# [HOW TO COMPLETE THIS TASK]
To answer, print the line containing "Where can the shirt sleeve" and each line after it in the listing below, exactly as they stand.

# [EXCERPTED DATA]
- Opening Delimiter -

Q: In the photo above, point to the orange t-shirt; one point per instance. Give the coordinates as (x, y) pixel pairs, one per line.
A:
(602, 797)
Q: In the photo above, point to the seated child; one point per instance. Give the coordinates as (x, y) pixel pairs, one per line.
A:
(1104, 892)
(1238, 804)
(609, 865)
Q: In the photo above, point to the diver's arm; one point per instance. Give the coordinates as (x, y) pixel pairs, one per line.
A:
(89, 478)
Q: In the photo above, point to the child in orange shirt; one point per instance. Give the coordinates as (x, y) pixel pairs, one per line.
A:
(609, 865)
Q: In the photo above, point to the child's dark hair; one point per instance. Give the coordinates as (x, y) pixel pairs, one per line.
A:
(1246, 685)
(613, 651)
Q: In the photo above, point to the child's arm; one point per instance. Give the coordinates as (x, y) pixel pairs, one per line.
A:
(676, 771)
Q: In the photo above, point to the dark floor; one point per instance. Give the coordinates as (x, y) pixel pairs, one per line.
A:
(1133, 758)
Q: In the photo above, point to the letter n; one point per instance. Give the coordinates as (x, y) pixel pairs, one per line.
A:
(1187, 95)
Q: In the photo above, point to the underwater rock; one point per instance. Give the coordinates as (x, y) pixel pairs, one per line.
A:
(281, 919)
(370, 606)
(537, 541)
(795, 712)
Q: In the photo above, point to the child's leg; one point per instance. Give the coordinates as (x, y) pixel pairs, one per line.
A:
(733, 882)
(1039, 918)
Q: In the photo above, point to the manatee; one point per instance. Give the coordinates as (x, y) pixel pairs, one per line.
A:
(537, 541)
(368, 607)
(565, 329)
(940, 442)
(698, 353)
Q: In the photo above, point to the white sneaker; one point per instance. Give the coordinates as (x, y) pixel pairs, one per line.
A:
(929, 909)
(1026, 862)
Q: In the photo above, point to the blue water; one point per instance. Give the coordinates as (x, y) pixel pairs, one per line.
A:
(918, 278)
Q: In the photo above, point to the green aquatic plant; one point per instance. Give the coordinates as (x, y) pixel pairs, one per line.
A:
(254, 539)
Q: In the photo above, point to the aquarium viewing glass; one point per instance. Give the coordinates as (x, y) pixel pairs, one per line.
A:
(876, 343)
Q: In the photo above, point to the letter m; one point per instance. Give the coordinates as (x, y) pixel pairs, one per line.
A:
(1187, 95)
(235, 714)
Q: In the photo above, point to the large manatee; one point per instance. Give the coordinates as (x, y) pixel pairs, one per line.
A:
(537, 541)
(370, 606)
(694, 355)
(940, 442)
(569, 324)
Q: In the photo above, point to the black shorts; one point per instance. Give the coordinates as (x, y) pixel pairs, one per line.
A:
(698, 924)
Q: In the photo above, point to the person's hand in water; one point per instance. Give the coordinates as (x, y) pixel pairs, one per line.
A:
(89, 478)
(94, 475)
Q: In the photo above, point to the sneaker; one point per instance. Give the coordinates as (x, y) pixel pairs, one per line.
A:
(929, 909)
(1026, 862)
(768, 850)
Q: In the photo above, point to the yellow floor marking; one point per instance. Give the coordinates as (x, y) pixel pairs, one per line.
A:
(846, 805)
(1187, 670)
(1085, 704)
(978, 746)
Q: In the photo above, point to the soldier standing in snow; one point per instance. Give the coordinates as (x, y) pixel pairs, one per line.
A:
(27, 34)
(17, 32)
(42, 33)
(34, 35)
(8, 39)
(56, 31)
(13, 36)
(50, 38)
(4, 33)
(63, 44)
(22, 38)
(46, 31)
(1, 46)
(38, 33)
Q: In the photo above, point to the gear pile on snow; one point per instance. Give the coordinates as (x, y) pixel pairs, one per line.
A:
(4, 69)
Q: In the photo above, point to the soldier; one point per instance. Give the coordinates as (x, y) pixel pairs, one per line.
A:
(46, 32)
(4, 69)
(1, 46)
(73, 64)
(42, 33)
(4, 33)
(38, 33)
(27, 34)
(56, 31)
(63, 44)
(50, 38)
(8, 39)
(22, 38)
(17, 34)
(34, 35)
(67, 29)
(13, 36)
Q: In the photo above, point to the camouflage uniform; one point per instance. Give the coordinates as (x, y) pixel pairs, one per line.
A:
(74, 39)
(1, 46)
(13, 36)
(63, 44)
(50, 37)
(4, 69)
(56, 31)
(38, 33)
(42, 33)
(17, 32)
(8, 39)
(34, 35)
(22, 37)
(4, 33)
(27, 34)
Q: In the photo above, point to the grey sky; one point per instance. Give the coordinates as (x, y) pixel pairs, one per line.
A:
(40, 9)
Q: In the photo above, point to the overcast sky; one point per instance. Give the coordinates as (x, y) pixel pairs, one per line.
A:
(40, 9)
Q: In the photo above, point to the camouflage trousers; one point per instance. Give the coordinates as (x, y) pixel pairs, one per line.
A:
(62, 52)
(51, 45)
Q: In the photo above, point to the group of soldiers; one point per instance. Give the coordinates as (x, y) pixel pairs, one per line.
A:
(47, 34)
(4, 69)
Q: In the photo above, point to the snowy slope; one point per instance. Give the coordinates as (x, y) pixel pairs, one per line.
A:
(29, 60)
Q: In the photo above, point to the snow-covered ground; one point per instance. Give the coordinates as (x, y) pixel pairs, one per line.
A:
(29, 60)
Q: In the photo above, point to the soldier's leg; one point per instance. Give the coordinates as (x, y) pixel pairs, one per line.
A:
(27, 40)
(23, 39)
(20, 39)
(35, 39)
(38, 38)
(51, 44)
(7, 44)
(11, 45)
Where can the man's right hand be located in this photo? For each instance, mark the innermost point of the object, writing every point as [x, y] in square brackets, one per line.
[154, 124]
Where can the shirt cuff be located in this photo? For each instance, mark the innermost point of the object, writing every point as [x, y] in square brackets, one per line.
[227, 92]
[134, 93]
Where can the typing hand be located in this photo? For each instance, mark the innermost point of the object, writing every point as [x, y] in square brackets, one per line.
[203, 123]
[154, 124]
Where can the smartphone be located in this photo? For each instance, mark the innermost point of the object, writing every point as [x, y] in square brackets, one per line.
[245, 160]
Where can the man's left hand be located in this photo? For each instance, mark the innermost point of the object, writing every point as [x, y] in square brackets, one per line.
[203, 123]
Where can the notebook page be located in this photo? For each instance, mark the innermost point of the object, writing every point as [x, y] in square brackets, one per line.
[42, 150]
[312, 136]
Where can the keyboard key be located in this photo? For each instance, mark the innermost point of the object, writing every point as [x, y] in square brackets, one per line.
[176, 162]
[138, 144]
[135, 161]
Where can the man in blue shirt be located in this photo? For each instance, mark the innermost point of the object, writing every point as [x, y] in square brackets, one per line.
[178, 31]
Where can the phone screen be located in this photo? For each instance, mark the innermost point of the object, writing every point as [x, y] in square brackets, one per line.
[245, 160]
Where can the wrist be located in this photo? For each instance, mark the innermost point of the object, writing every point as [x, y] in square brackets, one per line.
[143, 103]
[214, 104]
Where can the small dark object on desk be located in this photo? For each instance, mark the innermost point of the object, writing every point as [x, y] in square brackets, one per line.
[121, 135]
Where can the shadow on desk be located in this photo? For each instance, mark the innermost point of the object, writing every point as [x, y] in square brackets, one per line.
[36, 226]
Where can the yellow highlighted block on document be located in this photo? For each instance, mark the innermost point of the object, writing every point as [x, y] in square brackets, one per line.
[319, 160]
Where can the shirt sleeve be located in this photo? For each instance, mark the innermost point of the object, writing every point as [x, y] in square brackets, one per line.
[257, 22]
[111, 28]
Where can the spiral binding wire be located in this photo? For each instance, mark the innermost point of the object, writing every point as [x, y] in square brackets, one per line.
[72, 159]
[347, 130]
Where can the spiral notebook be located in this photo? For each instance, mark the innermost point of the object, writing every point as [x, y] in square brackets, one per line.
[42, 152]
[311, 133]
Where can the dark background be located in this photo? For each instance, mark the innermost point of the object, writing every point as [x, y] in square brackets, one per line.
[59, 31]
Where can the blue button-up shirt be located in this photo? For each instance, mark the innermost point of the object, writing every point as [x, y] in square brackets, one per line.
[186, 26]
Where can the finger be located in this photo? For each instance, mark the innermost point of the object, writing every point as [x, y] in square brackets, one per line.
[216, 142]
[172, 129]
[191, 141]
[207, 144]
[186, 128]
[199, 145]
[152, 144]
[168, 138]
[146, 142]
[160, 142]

- Closing Delimiter -

# [COMPLETED EXERCISE]
Where can the shirt sleeve be located in this photo? For each instance, mark the innermost point of the object, writing every point as [x, y] in square brackets, one per line.
[257, 22]
[111, 28]
Where can the spiral binding wire be located in this photo? For each instance, mark the innermost point of the object, writing every point as [x, y] in square brackets, one per line.
[72, 159]
[347, 130]
Where can the spiral notebook be located in this photo? For each instance, mark the innermost point of the object, writing every point as [x, y] in square brackets, one per line.
[42, 152]
[311, 133]
Where can the dark background be located in this photo? For each instance, mark the innermost point of the object, writing every point as [x, y] in square brackets, one per line.
[59, 31]
Where can the blue button-up shirt be located in this photo? For each instance, mark the innermost point of the object, writing every point as [x, y] in square brackets, one per line.
[186, 26]
Where can the finger be located in this photo? For each instance, mark the innermost point of the object, writing every point as [x, y] in square brackets, one per line.
[216, 142]
[172, 129]
[191, 141]
[207, 144]
[186, 128]
[199, 145]
[152, 144]
[168, 138]
[146, 142]
[160, 142]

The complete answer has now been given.